| Parts of the exercise |
1 - In the excerpt on Learn-On-The-Fly methods, what does an ant do when it gets lost?
2 - Write out the excerpt on Learn-On-The-Fly methods word for word, from "The depth map" to "6 Spontaneous Alternation Behavior (SAB)".

| Passage for review |
========

The depth map (left) and thermal image (right) of men laid on the floor

Fig. 7.
figure 7

The aerial color image (left) and depth map (right) of men on stairs

6 Spontaneous Alternation Behavior (SAB)

Creatures in nature commonly learn on-the-fly to adapt to changing environments. One instinctual behavior is randomization in order to search for alternative foraging paths or to avoid collision situations. When an ant gets lost, it will randomly wander until it hits a trail marked with pheromones. This pattern occurs in tests with many different animals. It is called spontaneous alternation behavior (SAB) [7]. Spontaneous alternation of paths for an autonomous robot, a search engine, or a problem-solving algorithm can help to explore new areas and avoid deadlock situations. Spontaneous alternation is also a primitive strategy for collision recovery. Collisions can be found in many modern electronic systems in various fields, from autonomous driving vehicles to data communication protocols. There is a variation of the SAB strategy for collision recovery. When a collision occurs, the system spontaneously switches to different sensors or channels, or the system waits for random intervals and reconnects. The “back down” and reconnect process is similar to SAB, which solves the problem of deadlock. SAB is necessary for missions involving the search for and tracking of survivors for humanitarian assistance and disaster relief (HADR). This is true especially in cases where communication breaks down, the system collapses or runs into a deadlock, or when deep, extended searches for victims in missing spots is required.

7 Summary

In this study, we explore the biologically-inspired Learn-On-The-Fly (LOTF) method that actively learns and discovers patterns with improvisation and sensory intelligence, including pheromone trails, structure from motion, sensory fusion, sensory inhibition, and spontaneous alternation. LOTF is related to classic “online modeling” or “adaptive modeling” methods. However, it aims to solve more comprehensive, ill-structured problems such as human activity recognition from a drone video in a disaster scenario. LOTF helps to build explainable AI models that enable human-machine teaming, including visual representations and visual reasoning, toward machine vision. It is anticipated that LOTF will have an impact on Artificial Intelligence, video analytics for searching and tracking survivors’ activities for humanitarian assistance and disaster relief (HADR), field augmented reality, and field robotic swarms.

LOTF is an evolving approach that moves away from data-centric to sensor-centric, from rigid to adaptive, from unexplainable to explainable, from numeric to intuitive, and from curve-fitting to semantic reasoning. Our challenges include how can we scale up the system? How will we implement sensory adaptation as inhibition? Finally, how do we achieve a balance between the flexibility and efficiency of the algorithms?

========

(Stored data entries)
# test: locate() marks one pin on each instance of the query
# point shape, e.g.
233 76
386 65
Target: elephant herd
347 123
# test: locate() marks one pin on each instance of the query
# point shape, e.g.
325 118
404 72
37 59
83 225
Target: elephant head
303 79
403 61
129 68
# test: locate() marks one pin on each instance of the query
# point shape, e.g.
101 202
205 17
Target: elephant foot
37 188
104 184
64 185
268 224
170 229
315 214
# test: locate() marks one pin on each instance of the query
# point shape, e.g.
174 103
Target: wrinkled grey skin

========

| Task solutions |
1 - It wanders randomly until it hits a trail marked with pheromones.

2 -
The depth map (left) and thermal image (right) of men laid on the floor

Fig. 7.
figure 7

The aerial color image (left) and depth map (right) of men on stairs

6 Spontaneous Alternation Behavior (SAB)